→ 도전 과제
#1 아래 주어진 글을 보고 답하세요.
(a) 모델을 불러올 때 from_pretrained에 넘긴 사전 학습 모델 이름은 무엇인가요?
(b) 학습 및 검증 데이터셋을 나눌 때 test_size는 얼마로 정했나요?
(c) 카운트 플롯에 붙인 제목은 무엇인가요?
#2 아래 주어진 글에서 "# 클래스 분포 확인을" 부분이 있는 곳부터 시작해 "combined_df = pd.concat([train_df, validation_df])" 부분 다음에서 멈추고, 그 사이를 한 글자도 바꾸지 말고 출력하세요.

→ 주어진 글
'''

In [None]:
import tensorflow as tf
from transformers import DistilBertTokenizer, TFDistilBertForSequenceClassification
from sklearn.model_selection import train_test_split
import numpy as np
from keras.callbacks import ModelCheckpoint, EarlyStopping

# DistilBERT 토크나이저와 모델 초기화
# tokenizer = DistilBertTokenizer.from_pretrained('distilbert-base-uncased')
model = TFDistilBertForSequenceClassification.from_pretrained('distilbert-base-uncased')


In [None]:

# 데이터프레임에서 필요한 열만 선택
df_encoded = df_encoded[['input_ids', 'attention_mask']]

# 'generated' 열은 레이블로 사용할 것이므로 따로 선택
labels = df_train_essays_final['generated'].values


In [None]:
print("df_encoded shape:", df_encoded.shape)

print("labels:", len(labels))

In [None]:

# 학습 및 검증 데이터셋 분리
train_inputs, validation_inputs, train_labels, validation_labels = train_test_split(df_encoded, labels, random_state=2018, test_size=0.2)


In [None]:
import seaborn as sns
import matplotlib.pyplot as plt

# 클래스 분포 확인을 위한 데이터프레임 생성
train_df = pd.DataFrame({"Data Split": ["Train"] * len(train_labels), "Labels": train_labels})
validation_df = pd.DataFrame({"Data Split": ["Validation"] * len(validation_labels), "Labels": validation_labels})
combined_df = pd.concat([train_df, validation_df])

# 카운트 플롯 그리기
plt.figure(figsize=(8, 6))
sns.countplot(data=combined_df, x="Labels", hue="Data Split")
plt.title("Class Distribution in Train and Validation Sets")
plt.xlabel("Class Label")
plt.ylabel("Count")
plt.legend(title="Data Split")
plt.show()


# Train set에서 0의 개수 세기
train_generated_1_count = train_df[train_df["Labels"] == 0].shape[0]
print("Number of data points with 'generated' label equal to 1 in Train set:", train_generated_1_count)

# Validation set에서 0의 개수 세기
validation_generated_1_count = validation_df[validation_df["Labels"] == 0].shape[0]
print("Number of data points with 'generated' label equal to 1 in Validation set:", validation_generated_1_count)

'''

(좌표 라벨링 데이터)
'''

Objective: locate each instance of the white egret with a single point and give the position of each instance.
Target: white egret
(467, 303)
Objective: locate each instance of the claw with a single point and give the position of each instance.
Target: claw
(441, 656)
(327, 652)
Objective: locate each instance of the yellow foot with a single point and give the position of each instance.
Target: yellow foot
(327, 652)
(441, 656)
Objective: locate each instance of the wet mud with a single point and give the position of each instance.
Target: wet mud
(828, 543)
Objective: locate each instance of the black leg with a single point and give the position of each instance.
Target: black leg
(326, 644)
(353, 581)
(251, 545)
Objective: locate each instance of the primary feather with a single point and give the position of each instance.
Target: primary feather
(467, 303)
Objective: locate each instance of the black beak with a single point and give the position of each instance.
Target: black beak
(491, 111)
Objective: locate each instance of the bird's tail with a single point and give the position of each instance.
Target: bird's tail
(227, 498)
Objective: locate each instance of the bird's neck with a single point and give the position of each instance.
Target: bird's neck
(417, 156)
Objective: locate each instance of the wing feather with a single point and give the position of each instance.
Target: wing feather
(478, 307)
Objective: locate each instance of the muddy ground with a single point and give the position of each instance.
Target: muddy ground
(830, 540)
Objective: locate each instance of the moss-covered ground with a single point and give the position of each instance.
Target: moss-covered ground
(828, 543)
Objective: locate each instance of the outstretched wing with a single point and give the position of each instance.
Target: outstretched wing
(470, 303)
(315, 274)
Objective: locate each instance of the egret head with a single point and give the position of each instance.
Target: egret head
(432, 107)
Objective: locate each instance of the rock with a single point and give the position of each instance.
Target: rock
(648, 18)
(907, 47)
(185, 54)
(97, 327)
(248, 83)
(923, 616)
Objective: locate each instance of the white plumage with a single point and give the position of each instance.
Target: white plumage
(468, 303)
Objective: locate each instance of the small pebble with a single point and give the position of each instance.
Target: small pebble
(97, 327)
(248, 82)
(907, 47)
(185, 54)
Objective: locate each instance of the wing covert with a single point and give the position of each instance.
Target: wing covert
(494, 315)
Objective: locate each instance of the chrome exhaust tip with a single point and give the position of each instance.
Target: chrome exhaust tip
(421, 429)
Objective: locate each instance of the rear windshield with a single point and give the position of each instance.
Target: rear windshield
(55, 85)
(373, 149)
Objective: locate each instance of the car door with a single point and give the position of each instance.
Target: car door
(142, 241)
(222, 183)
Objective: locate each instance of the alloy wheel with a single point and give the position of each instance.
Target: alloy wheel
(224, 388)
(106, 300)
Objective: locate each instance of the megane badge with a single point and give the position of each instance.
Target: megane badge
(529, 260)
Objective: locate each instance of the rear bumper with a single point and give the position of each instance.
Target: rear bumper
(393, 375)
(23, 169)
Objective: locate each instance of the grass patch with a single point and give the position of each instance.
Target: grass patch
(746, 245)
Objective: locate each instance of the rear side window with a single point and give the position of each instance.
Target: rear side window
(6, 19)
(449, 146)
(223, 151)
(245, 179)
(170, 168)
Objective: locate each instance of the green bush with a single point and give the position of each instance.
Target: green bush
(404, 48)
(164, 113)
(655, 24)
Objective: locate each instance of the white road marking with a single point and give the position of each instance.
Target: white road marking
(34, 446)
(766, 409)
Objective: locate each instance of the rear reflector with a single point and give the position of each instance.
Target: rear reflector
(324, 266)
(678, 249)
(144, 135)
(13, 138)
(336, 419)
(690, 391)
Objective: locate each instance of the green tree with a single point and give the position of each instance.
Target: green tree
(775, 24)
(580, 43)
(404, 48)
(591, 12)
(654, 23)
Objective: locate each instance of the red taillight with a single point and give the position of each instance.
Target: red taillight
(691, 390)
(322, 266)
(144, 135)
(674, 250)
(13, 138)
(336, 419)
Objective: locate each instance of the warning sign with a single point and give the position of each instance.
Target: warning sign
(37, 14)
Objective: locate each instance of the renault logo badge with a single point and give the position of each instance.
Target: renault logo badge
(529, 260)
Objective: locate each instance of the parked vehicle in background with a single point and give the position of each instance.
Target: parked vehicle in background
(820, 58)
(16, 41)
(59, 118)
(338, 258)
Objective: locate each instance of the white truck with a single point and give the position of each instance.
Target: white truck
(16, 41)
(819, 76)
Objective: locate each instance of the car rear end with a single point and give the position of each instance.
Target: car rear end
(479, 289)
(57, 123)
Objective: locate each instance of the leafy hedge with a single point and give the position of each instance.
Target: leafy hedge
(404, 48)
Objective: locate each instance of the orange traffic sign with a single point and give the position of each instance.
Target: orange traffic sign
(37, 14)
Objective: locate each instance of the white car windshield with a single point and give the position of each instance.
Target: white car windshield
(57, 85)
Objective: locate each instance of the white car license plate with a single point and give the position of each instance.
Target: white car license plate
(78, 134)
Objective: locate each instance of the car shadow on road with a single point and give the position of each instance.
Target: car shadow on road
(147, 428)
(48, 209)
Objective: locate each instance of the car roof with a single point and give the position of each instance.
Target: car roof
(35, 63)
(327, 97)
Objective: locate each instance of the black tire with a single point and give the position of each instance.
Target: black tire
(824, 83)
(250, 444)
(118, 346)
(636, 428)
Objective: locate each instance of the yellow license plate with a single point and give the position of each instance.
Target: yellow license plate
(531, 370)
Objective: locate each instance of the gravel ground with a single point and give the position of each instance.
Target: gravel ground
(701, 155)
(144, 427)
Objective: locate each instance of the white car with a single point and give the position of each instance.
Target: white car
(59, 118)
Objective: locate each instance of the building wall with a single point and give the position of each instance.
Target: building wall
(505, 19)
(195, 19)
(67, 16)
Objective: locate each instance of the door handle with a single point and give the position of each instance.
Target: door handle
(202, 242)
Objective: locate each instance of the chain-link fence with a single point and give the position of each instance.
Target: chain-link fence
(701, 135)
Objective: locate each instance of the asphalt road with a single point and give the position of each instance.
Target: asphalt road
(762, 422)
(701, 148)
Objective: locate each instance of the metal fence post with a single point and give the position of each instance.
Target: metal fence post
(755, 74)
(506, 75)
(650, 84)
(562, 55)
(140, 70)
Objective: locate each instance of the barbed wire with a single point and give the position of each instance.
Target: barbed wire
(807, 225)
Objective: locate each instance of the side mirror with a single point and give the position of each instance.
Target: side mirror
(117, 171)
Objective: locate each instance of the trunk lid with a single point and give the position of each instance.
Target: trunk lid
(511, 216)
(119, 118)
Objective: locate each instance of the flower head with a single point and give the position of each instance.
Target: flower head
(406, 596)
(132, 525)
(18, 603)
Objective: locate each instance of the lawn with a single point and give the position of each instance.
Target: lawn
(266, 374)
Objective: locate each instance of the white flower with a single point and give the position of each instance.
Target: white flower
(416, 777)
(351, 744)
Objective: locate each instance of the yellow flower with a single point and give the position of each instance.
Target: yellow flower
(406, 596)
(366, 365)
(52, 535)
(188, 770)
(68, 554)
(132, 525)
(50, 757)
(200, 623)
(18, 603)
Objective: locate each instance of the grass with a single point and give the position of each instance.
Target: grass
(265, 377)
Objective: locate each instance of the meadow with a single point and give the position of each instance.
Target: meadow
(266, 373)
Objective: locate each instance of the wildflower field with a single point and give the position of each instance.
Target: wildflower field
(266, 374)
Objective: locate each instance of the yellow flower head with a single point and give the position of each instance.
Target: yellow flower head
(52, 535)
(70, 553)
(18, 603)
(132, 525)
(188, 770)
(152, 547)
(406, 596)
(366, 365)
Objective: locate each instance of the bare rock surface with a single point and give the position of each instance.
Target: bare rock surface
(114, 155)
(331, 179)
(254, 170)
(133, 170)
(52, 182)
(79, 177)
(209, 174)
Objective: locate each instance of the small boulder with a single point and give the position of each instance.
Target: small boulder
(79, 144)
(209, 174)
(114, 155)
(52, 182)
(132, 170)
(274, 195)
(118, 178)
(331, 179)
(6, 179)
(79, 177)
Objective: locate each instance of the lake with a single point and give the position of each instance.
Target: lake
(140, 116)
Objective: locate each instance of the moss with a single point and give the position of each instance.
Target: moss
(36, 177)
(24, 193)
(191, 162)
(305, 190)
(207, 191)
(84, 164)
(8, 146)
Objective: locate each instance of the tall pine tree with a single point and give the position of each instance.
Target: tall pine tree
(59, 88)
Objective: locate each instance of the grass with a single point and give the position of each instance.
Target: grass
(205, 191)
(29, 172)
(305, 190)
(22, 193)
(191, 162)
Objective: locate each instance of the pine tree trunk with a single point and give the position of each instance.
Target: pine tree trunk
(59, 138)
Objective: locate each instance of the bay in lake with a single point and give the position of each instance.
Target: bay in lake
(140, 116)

'''

→ 과제 정답
#1
(a) 'distilbert-base-uncased'
(b) 0.2
(c) Class Distribution in Train and Validation Sets

#2
# 클래스 분포 확인을 위한 데이터프레임 생성
train_df = pd.DataFrame({"Data Split": ["Train"] * len(train_labels), "Labels": train_labels})
validation_df = pd.DataFrame({"Data Split": ["Validation"] * len(validation_labels), "Labels": validation_labels})
combined_df = pd.concat([train_df, validation_df])